Excerpts from a pointing dataset:
· · ·

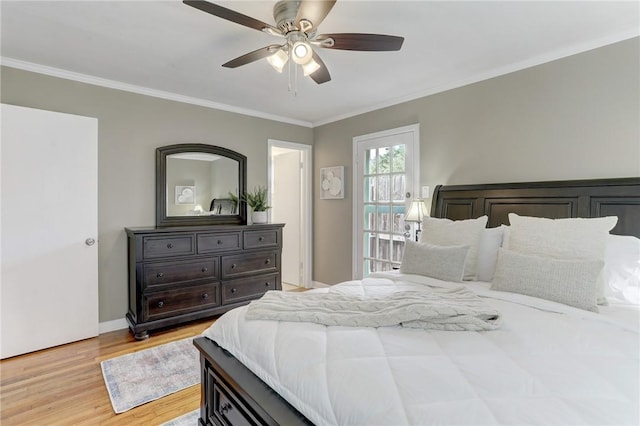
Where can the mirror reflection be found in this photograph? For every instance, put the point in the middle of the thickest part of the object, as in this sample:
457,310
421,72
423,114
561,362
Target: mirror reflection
201,184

· · ·

Stated problem:
Please quote every line of the material above verbatim, leaving out the pictures.

Exercise answer:
Where can the mirror reflection be found in this photograph? For every instance, put the point in the middle of the thickest part of the object, as in this sample:
457,310
421,72
423,114
561,362
Target: mirror reflection
201,184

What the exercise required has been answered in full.